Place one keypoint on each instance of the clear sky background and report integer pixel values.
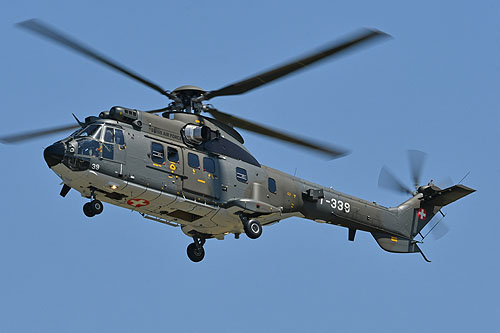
(433, 87)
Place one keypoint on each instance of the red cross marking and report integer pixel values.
(138, 202)
(421, 214)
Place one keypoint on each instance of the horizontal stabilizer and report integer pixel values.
(448, 195)
(395, 244)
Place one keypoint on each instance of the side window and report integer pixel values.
(208, 165)
(193, 161)
(172, 154)
(157, 153)
(271, 185)
(119, 139)
(241, 175)
(107, 150)
(108, 135)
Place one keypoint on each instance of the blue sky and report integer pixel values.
(433, 87)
______________________________
Write out all the records above again, requests included, but multiply every point coordinate in the answers by 2.55 and round each result to a whole number, with halves rounded up. Leave the pictures out.

Place one keypoint on each instance of the clear sky background and report integer pixel values.
(1104, 222)
Place one keypoint on each instance of the red cross marking and report integer pixel values.
(352, 515)
(1074, 546)
Place one keypoint on each instance of the horizontal stabilizer and report integer pixel values.
(1142, 497)
(1007, 622)
Place one keypoint on each instance of the side window and report integer pixel values.
(530, 421)
(492, 411)
(439, 393)
(400, 390)
(691, 472)
(303, 354)
(615, 446)
(273, 383)
(275, 344)
Place one keypoint on each instance of the blue sky and report integer pixel values.
(1104, 222)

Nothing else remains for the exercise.